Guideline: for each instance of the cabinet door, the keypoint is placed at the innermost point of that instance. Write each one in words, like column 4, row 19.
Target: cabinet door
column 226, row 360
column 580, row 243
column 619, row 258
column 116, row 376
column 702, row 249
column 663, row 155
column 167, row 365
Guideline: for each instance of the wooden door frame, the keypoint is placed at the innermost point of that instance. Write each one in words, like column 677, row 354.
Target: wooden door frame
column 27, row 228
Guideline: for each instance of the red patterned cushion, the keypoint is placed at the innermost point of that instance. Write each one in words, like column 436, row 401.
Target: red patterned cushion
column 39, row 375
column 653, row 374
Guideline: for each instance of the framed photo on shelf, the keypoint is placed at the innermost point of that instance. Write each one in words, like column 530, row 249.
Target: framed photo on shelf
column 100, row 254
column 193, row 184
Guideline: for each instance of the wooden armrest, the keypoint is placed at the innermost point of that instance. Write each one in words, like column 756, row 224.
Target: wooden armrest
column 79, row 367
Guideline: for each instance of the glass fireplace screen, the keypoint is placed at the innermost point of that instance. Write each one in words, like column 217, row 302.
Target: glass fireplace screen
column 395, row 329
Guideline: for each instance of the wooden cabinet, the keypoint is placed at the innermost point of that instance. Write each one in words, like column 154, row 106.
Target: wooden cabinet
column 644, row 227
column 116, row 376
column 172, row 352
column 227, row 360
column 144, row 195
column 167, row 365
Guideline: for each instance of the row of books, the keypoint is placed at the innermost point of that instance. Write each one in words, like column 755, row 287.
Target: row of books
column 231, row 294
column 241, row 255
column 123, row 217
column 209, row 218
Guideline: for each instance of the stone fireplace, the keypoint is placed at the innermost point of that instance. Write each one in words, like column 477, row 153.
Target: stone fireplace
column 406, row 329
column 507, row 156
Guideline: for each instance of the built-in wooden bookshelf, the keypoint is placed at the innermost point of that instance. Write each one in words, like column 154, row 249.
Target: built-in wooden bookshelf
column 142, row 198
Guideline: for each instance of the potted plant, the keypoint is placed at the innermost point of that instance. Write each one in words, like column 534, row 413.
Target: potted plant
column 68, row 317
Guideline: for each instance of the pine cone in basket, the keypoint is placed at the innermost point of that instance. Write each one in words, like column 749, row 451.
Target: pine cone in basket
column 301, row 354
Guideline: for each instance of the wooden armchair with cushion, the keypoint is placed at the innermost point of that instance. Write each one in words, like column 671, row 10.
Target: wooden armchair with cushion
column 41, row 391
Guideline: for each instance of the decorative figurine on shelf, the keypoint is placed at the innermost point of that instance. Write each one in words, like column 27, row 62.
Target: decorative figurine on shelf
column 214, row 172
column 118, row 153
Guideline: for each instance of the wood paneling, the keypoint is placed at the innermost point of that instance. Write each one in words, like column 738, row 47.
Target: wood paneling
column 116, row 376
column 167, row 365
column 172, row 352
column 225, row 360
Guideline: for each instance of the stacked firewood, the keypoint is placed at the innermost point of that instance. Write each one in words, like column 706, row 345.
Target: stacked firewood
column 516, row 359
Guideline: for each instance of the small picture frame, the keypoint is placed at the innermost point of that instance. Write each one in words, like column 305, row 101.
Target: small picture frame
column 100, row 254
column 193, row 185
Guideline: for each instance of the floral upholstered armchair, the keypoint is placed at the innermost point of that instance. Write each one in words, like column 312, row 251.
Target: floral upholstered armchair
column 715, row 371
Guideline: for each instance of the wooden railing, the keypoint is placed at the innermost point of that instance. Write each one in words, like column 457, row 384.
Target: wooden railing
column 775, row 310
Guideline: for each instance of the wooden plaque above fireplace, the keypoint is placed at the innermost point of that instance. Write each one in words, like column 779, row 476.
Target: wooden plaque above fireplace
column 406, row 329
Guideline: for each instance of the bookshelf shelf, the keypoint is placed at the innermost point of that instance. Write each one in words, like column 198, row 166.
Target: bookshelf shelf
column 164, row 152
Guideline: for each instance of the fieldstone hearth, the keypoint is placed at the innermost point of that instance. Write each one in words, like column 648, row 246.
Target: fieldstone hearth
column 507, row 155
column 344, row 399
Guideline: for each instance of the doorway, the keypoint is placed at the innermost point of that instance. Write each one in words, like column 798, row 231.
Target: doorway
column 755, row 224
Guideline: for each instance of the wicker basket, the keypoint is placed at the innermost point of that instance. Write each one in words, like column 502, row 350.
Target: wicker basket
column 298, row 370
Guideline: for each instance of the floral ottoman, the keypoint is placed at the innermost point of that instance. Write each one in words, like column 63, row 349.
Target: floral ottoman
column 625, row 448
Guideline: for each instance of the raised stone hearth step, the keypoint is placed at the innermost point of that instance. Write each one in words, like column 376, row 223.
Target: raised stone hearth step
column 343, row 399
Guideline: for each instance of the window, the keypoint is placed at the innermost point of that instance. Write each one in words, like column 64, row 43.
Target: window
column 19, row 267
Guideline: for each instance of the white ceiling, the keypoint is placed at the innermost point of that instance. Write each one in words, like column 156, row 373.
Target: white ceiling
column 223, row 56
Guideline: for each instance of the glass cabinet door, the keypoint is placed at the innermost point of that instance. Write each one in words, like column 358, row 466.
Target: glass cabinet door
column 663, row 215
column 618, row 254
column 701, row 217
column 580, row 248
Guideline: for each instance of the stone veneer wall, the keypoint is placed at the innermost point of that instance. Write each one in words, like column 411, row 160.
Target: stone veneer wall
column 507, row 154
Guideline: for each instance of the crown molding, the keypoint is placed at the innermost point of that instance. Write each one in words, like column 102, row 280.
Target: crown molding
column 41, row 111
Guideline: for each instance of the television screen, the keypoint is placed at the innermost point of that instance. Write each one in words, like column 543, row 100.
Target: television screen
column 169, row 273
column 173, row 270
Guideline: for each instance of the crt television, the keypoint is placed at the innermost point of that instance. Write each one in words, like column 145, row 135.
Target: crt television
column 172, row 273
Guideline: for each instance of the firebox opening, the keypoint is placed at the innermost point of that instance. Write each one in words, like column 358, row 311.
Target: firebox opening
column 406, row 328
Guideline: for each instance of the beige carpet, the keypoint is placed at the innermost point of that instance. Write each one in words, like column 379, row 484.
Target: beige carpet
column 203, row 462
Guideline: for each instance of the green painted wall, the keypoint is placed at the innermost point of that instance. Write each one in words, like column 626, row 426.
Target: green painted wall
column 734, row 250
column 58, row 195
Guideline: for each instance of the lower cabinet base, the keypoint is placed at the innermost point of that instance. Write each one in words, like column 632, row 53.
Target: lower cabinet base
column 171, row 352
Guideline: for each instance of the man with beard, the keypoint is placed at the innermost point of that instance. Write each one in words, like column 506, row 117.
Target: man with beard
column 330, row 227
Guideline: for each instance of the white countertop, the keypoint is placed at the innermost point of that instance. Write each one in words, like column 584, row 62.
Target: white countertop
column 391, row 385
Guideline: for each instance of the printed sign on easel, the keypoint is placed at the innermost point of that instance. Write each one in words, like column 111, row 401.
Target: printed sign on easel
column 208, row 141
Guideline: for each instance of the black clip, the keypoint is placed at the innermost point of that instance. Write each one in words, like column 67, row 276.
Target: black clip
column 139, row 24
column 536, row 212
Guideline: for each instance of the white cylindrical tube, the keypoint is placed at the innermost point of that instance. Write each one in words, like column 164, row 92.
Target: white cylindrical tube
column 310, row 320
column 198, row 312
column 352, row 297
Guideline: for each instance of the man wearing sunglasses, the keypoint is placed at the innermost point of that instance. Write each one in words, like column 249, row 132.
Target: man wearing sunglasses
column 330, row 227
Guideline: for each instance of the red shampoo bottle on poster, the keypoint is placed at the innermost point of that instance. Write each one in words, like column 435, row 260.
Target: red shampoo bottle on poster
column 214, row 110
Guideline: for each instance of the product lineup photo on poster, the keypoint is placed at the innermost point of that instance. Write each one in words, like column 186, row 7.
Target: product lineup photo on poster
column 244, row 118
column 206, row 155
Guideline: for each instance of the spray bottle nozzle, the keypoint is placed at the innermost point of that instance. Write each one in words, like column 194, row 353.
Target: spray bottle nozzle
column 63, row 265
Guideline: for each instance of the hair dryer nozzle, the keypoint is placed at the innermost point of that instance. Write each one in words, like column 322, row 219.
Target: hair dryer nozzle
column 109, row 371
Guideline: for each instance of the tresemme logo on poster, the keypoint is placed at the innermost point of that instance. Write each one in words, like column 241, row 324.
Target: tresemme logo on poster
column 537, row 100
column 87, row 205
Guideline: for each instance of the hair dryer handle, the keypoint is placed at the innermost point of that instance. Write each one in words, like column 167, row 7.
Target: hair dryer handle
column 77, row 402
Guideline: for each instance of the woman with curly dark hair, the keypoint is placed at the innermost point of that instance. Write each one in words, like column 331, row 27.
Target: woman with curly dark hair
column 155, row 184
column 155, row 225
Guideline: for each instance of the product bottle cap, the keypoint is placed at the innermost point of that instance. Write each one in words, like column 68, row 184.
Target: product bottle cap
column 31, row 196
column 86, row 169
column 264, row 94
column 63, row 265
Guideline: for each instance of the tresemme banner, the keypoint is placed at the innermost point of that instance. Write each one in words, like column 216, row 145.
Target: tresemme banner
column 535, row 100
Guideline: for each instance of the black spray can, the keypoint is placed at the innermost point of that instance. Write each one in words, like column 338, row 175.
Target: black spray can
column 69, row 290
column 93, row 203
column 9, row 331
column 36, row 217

GIVEN REQUEST
Express the lines of the items above as a JSON list of strings, one string per line with blank lines omitted, starting at the line containing "Guideline: for each instance of the potted" and ending at the line containing "column 775, row 310", with both of those lines included.

FULL ANSWER
[
  "Guideline: for each instance of the potted plant, the keypoint is placed at the innermost point of that instance. Write each one in words, like column 534, row 413.",
  "Target: potted plant",
  "column 68, row 317",
  "Guideline: for each instance of the pine cone in basket, the keypoint is placed at the innermost point of that instance. Write each one in words, like column 749, row 451.",
  "Target: pine cone in basket",
  "column 301, row 354",
  "Guideline: for each instance of the wooden armchair with cushion, the keypoint is placed at the innermost point of that instance. Write each one in words, like column 671, row 10.",
  "Target: wooden armchair with cushion",
  "column 41, row 391",
  "Guideline: for each instance of the decorative figurine on shelf, the keypoint is placed at the innermost point of that instance. Write each one in words, like column 27, row 62.",
  "Target: decorative figurine on shelf",
  "column 214, row 172",
  "column 118, row 153",
  "Guideline: for each instance of the wood paneling, the keypoint is placed at the innermost point of that instance. Write each one in words, like column 738, row 47.",
  "Target: wood paneling",
  "column 116, row 376",
  "column 167, row 365",
  "column 172, row 352",
  "column 225, row 360",
  "Guideline: for each instance of the stacked firewood, the keypoint is placed at the innermost point of that instance. Write each one in words, like column 706, row 345.",
  "Target: stacked firewood",
  "column 516, row 359",
  "Guideline: for each instance of the small picture frame, the keypoint is placed at the innermost point of that instance. Write each one in words, like column 305, row 101.",
  "Target: small picture frame",
  "column 100, row 254",
  "column 193, row 185",
  "Guideline: for each instance of the floral upholstered armchair, the keypoint is placed at the innermost point of that instance. Write each one in words, like column 312, row 251.",
  "Target: floral upholstered armchair",
  "column 715, row 371",
  "Guideline: for each instance of the wooden railing, the keypoint is placed at the innermost point of that instance. Write each one in words, like column 457, row 384.",
  "Target: wooden railing",
  "column 775, row 310"
]